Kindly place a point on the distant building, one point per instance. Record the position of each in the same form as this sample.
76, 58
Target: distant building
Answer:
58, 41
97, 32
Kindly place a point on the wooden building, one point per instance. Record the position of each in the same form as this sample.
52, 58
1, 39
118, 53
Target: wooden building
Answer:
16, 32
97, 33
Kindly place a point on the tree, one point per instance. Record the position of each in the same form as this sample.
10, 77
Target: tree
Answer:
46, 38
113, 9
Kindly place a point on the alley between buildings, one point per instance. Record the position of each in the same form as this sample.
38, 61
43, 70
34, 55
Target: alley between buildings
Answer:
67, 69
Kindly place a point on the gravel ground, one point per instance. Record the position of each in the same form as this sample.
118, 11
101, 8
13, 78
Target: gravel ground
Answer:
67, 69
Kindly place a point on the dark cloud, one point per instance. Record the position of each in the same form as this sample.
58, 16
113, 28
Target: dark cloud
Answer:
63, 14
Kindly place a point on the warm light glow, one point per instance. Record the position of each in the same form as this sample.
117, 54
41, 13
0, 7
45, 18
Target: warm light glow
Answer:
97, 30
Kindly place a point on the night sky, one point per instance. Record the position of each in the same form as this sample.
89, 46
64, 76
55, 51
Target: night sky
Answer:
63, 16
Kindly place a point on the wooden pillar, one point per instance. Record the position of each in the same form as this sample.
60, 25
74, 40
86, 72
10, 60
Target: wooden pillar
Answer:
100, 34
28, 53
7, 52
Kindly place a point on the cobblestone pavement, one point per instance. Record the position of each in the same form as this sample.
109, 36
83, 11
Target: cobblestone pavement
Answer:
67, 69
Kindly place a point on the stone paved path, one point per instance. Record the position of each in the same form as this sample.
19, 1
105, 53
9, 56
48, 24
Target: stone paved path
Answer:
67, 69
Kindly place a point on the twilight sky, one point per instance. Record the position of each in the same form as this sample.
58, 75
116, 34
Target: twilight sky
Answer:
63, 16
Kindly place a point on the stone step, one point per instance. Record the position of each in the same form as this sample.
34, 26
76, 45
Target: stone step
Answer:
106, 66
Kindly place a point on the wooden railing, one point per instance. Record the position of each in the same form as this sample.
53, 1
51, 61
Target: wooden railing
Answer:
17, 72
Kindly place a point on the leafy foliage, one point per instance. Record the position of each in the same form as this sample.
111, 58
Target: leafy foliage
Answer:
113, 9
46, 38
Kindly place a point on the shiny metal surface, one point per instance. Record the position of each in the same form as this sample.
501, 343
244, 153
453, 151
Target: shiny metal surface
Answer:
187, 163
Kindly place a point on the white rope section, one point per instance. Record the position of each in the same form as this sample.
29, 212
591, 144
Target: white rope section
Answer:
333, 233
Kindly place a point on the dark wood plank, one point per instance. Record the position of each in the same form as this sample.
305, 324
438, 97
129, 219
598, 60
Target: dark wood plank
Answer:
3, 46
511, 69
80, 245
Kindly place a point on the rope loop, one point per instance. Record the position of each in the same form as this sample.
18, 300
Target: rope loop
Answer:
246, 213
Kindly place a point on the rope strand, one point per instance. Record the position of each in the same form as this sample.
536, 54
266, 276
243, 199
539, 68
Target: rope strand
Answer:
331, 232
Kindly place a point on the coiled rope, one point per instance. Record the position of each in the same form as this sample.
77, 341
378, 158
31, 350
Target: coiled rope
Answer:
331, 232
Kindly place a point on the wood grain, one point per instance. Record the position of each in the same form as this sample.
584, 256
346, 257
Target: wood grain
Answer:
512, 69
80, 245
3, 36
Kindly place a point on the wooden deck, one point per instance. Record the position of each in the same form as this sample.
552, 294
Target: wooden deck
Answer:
• • •
- _The problem_: Can you copy out every one of the items above word for word, changing nothing?

- _Result of this exercise_:
Kindly place a point on the distant building, one point per instance. Record the position of each in the same form as this sample.
76, 58
Target: distant building
Answer:
58, 41
97, 32
Kindly place a point on the wooden building, one point per instance. Record the position of each in the same form as this sample.
52, 58
1, 39
118, 53
Target: wooden building
Answer:
16, 32
97, 33
Kindly place a point on the tree, one point per instance. Record the position of each in the same form as this sample.
10, 77
Target: tree
Answer:
46, 38
113, 9
Kindly place a point on the alley between buildings, one point per instance. Record the position of each in the same form as this sample.
38, 61
43, 70
34, 55
Target: alley between buildings
Answer:
67, 69
Kindly place a point on the gravel ground, one point per instance. Record the position of each in the same form as this sample.
118, 11
101, 8
13, 78
Target: gravel ground
Answer:
67, 69
Kindly place a point on the dark cloud, one point per instance. Record the position of each in the same form as this sample.
58, 16
113, 28
Target: dark cloud
Answer:
63, 14
Kindly place a point on the warm light glow, one point per instance. Record the position of each in the same form as this sample.
117, 54
41, 13
0, 7
45, 18
Target: warm light glow
Answer:
97, 30
Kindly place a point on the night sky, one point per instance. Record the position of each in the same form as this sample.
89, 46
64, 76
55, 51
Target: night sky
Answer:
63, 16
Kindly place a point on the wooden pillar, one point per instance. Record the position of each in the same form as this sample.
60, 25
74, 40
86, 72
10, 60
Target: wooden pillar
Answer:
100, 34
28, 53
7, 52
Kindly place a point on the cobblestone pavement, one point per instance. Record the position of each in the same form as this sample.
109, 36
83, 11
Target: cobblestone pavement
Answer:
67, 69
Kindly place a point on the stone paved path, one point per instance. Record the position of each in the same form as this sample.
19, 1
105, 53
9, 56
48, 24
Target: stone paved path
Answer:
67, 69
Kindly place a point on the twilight sky, one point per instance. Record the position of each in the same form as this sample.
58, 75
116, 34
Target: twilight sky
Answer:
63, 16
Kindly place a point on the stone step, one point per instance. Record the position of each in the same form as this sample.
34, 26
76, 45
Target: stone step
Answer:
106, 66
Kindly place a point on the wooden railing, one point per instance. Record the position of each in the same form as this sample.
53, 1
51, 61
Target: wooden railing
Answer:
17, 72
Kindly place a point on the leafy foliage, one point per instance. Record the position of each in the same form as this sample.
111, 58
Target: leafy foliage
Answer:
113, 9
46, 38
Kindly place a point on the shiny metal surface, one point per instance. Record the position of each in the same form as this sample.
501, 343
244, 153
453, 151
Target: shiny metal surface
Answer:
187, 163
Kindly place a point on the white rope section, one point per instance. Record the position of each in the same form as this sample.
29, 212
591, 144
Target: white rope section
Answer:
333, 233
Kindly place a point on the dark wood plank, one point per instance. Record the position of each in the same form as this sample.
305, 324
438, 97
129, 219
598, 60
Target: dark wood plank
Answer:
3, 46
511, 69
80, 245
Kindly place a point on the rope loop, one point per instance. Record the position of each in the same form as this sample.
18, 300
Target: rope loop
Answer:
246, 213
Kindly place a point on the rope strand, one point per instance. Record the position of each in the same form as this sample.
536, 54
266, 276
243, 199
539, 68
Target: rope strand
Answer:
331, 232
Kindly place a point on the coiled rope, one point per instance. Record the position of each in the same form as this sample.
77, 341
378, 158
31, 350
Target: coiled rope
Answer:
331, 232
Kindly place a point on the wood grain, one point per instance. Record the position of each in the same form as this sample.
584, 256
346, 257
Target: wood grain
Answer:
512, 69
80, 245
3, 36
Kindly place a point on the wooden deck, one point per instance. Record the position of each in the same form as this sample.
552, 294
Target: wooden deck
Answer:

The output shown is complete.